> Requirement 1: Rewrite the paragraph of the course page that begins "Grounded perception is a key feature" as a bulleted list, keeping its main facts.

Welcome to CS 294-43: Large Scale Vision and Language Models (Fall, 2024)
Course Logistics
- Lectures: M 1:00PM - 3:00PM PDT, Location Berkeley Way West, Room 8019
- Lecture Videos / Remote Participation: Lecture/seminar information will be posted on the course website, but to encourage discussion, will not be recorded. We will provide a way for remote students to participate in the live lectures.
- Contact: Please use email for all course-related questions. If you need to contact the course staff privately, please use the email addresses listed below.
Course Description
Grounded perception is a key feature of future AI, enabling machines to understand and interact with the world through semantic cues and effective communication with humans. The interplay of vision and language has long tantalized AI researchers, and has recently begun to bear considerable fruit. As time and the interest of participants permit, this course will delve into advancements in vision and language models, focusing on the development of large vision and language models. This course will explore cutting-edge techniques for reinforcement learning from human feedback (RLHF), multimodal dialog models, text-to-image and text-to-video generation, understand the scaling laws for large models, and study continual and long-context learning. Additionally, the course will cover retrieval augmented generation, the synergy between vision, language, and robotics, and address critical ethical issues, interpretability, and explainability of AI systems. The overarching goal of the course is to equip students with the background to contribute to research in the rapidly evolving field of foundational vision and language models.

Part of a data file
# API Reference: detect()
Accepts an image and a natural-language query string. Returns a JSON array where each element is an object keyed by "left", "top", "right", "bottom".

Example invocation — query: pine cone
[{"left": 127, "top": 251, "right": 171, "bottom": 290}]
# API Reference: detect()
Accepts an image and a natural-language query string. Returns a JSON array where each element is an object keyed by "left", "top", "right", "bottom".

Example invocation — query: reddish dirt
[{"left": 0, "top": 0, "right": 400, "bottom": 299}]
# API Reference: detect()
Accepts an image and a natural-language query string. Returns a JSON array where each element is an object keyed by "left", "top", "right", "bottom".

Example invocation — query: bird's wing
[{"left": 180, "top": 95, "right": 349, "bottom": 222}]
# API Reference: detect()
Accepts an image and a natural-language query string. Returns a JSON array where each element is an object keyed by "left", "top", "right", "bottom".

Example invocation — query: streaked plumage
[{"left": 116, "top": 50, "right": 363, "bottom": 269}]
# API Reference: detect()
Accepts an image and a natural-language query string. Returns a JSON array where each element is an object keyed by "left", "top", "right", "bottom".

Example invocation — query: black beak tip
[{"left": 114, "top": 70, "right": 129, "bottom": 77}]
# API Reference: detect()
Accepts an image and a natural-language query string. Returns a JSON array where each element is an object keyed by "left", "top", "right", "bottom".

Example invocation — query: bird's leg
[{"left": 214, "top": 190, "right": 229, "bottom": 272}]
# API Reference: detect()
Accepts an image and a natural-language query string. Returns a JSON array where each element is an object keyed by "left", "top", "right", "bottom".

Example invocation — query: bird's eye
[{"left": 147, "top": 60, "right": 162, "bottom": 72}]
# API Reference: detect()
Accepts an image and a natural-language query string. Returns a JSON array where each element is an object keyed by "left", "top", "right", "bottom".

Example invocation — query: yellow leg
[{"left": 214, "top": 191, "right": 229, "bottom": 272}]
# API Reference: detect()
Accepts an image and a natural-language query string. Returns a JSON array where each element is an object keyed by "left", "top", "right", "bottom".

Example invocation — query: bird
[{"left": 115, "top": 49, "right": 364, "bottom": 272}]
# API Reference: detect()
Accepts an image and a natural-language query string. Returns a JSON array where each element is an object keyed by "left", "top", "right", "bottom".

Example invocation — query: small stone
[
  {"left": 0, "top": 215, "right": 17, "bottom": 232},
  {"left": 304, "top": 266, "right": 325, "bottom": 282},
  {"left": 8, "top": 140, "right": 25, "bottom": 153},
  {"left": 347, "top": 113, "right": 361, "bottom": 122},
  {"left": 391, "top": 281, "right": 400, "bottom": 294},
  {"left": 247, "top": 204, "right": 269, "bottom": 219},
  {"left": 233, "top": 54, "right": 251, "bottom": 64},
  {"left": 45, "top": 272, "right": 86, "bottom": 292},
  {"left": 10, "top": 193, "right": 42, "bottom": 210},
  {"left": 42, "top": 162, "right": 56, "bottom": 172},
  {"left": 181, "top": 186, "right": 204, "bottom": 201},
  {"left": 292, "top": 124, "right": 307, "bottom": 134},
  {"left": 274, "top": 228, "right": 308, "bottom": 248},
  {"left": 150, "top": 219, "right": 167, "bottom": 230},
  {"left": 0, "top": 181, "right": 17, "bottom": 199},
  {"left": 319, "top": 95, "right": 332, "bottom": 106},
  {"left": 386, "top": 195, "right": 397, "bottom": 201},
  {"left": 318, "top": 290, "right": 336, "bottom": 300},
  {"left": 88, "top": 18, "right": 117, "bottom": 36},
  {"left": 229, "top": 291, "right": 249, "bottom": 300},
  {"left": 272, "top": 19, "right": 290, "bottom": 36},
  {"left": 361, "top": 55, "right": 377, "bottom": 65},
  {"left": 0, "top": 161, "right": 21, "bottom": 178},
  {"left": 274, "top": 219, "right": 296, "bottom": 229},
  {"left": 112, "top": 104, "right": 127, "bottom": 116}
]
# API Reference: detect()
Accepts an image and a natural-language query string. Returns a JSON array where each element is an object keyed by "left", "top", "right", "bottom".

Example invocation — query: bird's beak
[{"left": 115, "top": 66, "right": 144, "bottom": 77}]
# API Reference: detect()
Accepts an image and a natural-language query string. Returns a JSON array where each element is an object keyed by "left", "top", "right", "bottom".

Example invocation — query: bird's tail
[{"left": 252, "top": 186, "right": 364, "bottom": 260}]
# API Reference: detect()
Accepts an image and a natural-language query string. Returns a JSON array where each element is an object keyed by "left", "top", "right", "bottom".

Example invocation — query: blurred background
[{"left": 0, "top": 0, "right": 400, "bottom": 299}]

> Requirement 2: Show every line of the records that contains the string "bird".

> Reply 1:
- Grounded perception is a key feature of future AI. It lets machines understand and interact with the world through semantic cues and effective communication with humans.
- The interplay of vision and language has long interested AI researchers and has recently begun to bear considerable fruit.
- As time and participant interest permit, the course will cover advancements in vision and language models, focusing on large vision and language models.
- Topics include:
  - reinforcement learning from human feedback (RLHF)
  - multimodal dialog models
  - text-to-image and text-to-video generation
  - scaling laws for large models
  - continual and long-context learning
- The course also covers:
  - retrieval augmented generation
  - the synergy between vision, language, and robotics
  - critical ethical issues, interpretability, and explainability of AI systems
- The overall goal is to give students the background to contribute to research in foundational vision and language models.

> Reply 2:
Example invocation — query: bird's wing
Example invocation — query: bird's leg
Example invocation — query: bird's eye
Example invocation — query: bird
Example invocation — query: bird's beak
Example invocation — query: bird's tail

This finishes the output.